State judge will decide Hamilton County Schools disability law dispute

photo Luka Hyde
photo Normal Park school in Chattanooga

A state judge soon will determine whether the Hamilton County Schools system provided adequate services for a Chattanooga student with Down syndrome. Deborah Hyde has filed a due process claim with an administrative law court accusing the school system of violating federal disability law - Hamilton County's first such claim in more than a decade. Hyde takes issue with the decision to move her son Luka, a third grader, from his neighborhood school and place him in a more specialized program at another school.

After four years at Normal Park Museum Magnet, a team of school officials determined Luka needed more intensive support and recommended his transfer to a Red Bank Elementary Comprehensive Development Classroom, or CDC, a separate classroom for students with more intensive needs. But the family disapproved of the move and instead placed their child in a private school program with special education support.

"I don't believe you should take children with special needs and lump them all together," Hyde said. "Because then they don't have peers that challenge them and model for them. Then you start limiting their role in society. And these kids become the others."

The case is set to be heard by Administrative Law Judge Kim Summers at the end of the month. The school system and the parents were unable to reach consensus in earlier resolution attempts. And in this case, the school system and the family have very different ideas about the child's capabilities and needs.

"It's very difficult to settle a case where the district and the parents have a fundamentally divergent perspective of what the child needs," said school board attorney Scott Bennett.

In court documents, the school system maintains it worked to provide the child with supports in a general classroom setting, but that he "simply lacked the prerequisite skills to succeed in the second grade regular education curriculum."

Normal Park Principal Jill Levine said she couldn't discuss specifics of the case.

"What I can say is that educators at Normal Park and throughout Hamilton County work hard every day to meet the different needs of individual students," she said. "And teachers are committed to providing the best education and educational setting for each student regardless of ability."

What you will do ▸
1. Please say whether each statement agrees with the article on the Hamilton County Schools disability dispute, answering yes or no and quoting the words that decide it: (a) Luka spent four years at Normal Park Museum Magnet before school officials recommended moving him. (b) The family accepted the move to the Red Bank Elementary classroom. (c) Jill Levine discussed the specifics of the case.
2. In the article on the Hamilton County Schools disability dispute, who is set to hear the case?
3. Write the next few paragraphs of the article on the Hamilton County Schools disability dispute, picking up after its final sentence.
The entries after the article on the Hamilton County Schools disability dispute are separate material.

Provided material ▸

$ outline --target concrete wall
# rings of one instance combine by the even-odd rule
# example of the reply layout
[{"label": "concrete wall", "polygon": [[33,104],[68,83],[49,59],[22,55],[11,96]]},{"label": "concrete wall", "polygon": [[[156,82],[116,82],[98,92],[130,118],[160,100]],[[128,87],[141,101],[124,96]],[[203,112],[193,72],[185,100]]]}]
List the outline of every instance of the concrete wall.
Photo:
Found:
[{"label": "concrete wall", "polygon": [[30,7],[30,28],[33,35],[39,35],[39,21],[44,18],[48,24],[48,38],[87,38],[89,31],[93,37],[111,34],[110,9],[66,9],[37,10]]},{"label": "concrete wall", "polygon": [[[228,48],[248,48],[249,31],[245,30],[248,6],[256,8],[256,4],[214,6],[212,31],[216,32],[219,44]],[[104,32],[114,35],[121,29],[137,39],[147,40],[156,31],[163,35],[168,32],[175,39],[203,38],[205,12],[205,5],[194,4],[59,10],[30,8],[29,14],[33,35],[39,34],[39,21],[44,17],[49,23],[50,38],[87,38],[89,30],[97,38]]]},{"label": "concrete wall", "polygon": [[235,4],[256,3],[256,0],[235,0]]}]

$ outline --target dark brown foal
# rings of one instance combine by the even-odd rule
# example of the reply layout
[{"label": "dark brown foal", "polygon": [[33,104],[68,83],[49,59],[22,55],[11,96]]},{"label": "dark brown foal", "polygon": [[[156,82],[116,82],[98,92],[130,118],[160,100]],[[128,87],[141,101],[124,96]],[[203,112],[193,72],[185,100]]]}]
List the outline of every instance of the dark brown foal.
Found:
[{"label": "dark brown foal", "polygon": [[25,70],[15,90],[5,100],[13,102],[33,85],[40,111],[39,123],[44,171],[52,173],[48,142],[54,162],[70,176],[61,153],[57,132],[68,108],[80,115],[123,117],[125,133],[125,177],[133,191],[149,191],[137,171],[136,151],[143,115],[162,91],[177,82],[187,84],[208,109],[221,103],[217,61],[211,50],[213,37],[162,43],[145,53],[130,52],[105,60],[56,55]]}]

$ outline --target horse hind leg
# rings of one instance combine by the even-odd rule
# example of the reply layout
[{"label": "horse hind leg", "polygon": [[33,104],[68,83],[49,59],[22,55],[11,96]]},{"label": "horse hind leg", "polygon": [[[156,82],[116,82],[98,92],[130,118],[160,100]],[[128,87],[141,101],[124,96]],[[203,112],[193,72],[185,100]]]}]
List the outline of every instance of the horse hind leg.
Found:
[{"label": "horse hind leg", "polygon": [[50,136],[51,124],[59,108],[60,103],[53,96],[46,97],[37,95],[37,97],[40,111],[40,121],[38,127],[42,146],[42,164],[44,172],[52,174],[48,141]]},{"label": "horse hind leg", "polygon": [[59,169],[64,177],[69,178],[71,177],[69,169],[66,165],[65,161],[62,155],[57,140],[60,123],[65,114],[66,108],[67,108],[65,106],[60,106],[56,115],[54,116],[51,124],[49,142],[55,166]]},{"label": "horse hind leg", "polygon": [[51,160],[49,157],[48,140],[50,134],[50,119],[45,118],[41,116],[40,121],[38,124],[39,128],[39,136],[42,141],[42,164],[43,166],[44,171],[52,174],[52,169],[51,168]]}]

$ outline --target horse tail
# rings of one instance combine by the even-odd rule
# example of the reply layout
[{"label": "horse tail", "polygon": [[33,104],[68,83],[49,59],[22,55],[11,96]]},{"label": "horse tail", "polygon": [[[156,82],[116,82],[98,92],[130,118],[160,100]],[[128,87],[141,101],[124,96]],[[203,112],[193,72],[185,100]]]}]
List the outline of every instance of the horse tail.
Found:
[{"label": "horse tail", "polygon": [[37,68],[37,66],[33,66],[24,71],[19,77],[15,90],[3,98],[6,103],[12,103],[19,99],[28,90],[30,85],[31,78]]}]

Task responses ▸
1.
(a) Yes: "After four years at Normal Park Museum Magnet, a team of school officials determined Luka needed more intensive support and recommended his transfer to a Red Bank Elementary Comprehensive Development Classroom"
(b) No: "But the family disapproved of the move and instead placed their child in a private school program with special education support."
(c) No: "Normal Park Principal Jill Levine said she couldn't discuss specifics of the case."

2. Administrative Law Judge Kim Summers

3.
School officials say they start with the premise that students should be served in a regular classroom setting with whatever help they might need, such as an educational assistant, pull-out work with other teachers or speech and language therapy. But some students' needs are so pronounced that a dedicated special education classroom is more appropriate, officials say.

Hyde has a fundamental disagreement and thinks her son should have remained in his Normal Park class, where he received help from special education teachers, an occupational therapist, a speech therapist and an assistant. Hyde said such "mainstreaming," educating disabled students alongside students without disabilities, is more representative of life beyond school.

"When he leaves school, there's not a separate church he's going to go to as a student with a disability," she said. "There aren't separate banks. There aren't separate restaurants. It's just not normal."

The Hyde family went through a similar struggle with Knox County Schools, where they fought to have their child placed in a regular education kindergarten classroom. Hyde made her struggle public in a local newspaper story along with other Knox County families who were calling for educational inclusion.

The family reported overall satisfaction with Normal Park after Luka started school there in August 2009.

"He's already talked about so many friends and teachers," Hyde told the Knoxville News-Sentinel at the time. "We know we made the right choice."